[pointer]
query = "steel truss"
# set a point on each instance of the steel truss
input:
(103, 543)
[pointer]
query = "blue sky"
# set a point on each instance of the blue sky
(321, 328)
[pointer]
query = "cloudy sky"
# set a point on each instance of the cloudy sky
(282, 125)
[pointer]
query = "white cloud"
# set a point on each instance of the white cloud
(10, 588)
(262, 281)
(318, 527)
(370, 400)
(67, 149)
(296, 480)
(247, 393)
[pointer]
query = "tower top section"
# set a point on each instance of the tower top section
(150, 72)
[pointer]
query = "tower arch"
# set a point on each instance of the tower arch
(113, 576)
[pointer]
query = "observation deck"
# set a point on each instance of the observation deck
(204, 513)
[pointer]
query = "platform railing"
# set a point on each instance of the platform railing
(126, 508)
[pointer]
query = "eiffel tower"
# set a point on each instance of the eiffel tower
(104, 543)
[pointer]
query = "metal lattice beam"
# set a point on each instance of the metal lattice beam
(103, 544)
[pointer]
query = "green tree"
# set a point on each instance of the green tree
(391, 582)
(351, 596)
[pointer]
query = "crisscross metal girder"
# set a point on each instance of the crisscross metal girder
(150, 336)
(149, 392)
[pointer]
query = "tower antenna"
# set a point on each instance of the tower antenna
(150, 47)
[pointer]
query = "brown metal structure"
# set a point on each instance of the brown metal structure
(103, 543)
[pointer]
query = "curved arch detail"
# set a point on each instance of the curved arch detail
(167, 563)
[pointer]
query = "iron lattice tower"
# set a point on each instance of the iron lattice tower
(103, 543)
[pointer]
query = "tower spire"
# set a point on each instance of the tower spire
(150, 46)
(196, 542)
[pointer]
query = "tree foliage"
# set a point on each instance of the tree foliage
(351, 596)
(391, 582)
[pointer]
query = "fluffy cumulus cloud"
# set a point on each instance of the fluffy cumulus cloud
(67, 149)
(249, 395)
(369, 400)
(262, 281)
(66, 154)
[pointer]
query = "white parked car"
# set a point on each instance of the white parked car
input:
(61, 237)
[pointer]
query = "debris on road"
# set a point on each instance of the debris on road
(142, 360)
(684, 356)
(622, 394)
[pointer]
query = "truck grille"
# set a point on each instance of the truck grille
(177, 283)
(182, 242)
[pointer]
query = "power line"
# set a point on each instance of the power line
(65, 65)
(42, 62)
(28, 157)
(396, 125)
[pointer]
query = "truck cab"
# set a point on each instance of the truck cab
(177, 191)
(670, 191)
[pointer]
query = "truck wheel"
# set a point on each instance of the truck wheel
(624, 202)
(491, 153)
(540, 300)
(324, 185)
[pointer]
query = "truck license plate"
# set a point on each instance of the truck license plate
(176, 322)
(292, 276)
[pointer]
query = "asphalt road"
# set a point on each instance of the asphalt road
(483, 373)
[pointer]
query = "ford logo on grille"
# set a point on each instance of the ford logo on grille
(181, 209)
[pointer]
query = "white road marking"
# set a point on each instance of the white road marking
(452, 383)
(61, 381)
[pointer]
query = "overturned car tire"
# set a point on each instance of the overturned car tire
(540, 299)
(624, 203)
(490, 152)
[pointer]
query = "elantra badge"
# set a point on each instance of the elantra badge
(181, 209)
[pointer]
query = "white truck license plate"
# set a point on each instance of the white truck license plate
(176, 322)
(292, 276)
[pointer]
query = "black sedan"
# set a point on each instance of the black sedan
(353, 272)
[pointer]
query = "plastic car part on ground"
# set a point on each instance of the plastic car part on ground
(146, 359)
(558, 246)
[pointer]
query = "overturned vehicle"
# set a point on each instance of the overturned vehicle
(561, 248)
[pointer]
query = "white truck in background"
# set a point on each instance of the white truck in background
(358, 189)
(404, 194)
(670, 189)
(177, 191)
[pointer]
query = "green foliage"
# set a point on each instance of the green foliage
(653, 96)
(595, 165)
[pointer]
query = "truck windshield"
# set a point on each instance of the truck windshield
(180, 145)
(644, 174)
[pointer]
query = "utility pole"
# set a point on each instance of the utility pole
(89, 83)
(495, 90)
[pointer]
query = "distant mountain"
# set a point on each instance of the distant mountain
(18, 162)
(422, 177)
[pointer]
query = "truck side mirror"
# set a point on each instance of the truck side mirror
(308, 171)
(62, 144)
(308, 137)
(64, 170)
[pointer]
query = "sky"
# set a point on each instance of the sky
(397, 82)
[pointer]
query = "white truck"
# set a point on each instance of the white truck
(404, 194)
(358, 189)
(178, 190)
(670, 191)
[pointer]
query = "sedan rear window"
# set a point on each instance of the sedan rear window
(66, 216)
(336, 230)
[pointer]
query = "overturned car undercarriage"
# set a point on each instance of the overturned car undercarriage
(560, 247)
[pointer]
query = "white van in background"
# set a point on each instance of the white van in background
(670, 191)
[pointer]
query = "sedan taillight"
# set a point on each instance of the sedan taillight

_ _ _ _ _

■ Exercise aim: Find every line in the rows above that contains the string "blue" and copy each one out. Case counts.

■ Exercise output:
query = "blue sky"
# set a point on each instance of the blue sky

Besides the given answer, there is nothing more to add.